▸ To do
Scan the entries below. List each line with "positive".

▸ Data shown
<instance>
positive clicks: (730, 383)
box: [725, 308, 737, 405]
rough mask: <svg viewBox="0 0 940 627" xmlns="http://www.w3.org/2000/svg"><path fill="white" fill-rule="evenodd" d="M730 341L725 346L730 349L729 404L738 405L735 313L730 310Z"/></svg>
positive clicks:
---
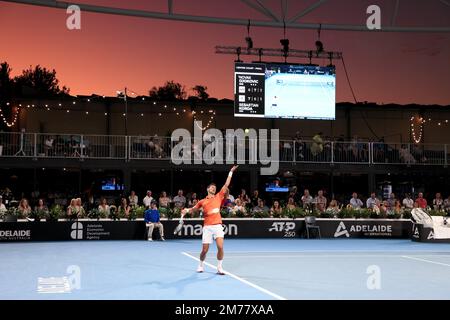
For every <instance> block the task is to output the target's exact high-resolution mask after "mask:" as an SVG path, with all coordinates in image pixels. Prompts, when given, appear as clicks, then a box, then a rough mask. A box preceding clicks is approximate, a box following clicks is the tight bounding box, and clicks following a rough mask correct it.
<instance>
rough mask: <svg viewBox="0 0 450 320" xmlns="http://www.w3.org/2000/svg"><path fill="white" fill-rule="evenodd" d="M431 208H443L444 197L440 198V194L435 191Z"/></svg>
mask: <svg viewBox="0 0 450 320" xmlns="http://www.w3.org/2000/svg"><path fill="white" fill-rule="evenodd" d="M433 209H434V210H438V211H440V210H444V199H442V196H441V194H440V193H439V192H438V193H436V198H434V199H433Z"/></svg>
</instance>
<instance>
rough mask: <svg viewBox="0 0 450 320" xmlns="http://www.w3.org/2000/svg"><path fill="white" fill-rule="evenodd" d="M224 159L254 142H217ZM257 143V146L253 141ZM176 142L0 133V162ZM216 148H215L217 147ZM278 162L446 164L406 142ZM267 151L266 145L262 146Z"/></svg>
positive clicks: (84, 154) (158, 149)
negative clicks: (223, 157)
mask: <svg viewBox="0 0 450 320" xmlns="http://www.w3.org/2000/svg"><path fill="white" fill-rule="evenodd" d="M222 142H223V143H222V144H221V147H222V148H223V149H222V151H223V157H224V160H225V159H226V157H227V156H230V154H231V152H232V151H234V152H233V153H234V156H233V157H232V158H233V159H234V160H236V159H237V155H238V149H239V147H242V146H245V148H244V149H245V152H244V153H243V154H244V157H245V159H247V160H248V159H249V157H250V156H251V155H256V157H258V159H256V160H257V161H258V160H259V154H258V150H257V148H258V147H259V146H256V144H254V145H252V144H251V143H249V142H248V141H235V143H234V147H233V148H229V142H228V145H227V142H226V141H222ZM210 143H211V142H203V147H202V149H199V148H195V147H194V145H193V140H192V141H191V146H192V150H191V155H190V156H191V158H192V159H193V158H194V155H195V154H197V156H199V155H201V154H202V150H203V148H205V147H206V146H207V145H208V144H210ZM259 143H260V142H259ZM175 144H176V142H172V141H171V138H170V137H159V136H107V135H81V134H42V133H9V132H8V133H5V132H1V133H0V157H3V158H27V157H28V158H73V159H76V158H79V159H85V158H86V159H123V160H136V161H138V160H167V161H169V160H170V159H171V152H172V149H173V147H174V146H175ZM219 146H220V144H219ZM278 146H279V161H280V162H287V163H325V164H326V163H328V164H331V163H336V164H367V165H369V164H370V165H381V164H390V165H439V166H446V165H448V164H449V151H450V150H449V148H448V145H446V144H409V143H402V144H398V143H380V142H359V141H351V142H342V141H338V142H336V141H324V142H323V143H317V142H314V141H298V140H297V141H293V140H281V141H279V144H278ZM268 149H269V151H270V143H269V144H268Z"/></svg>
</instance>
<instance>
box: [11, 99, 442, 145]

▸ Solution to the problem
positive clicks: (730, 383)
positive clicks:
positive clicks: (84, 154) (158, 149)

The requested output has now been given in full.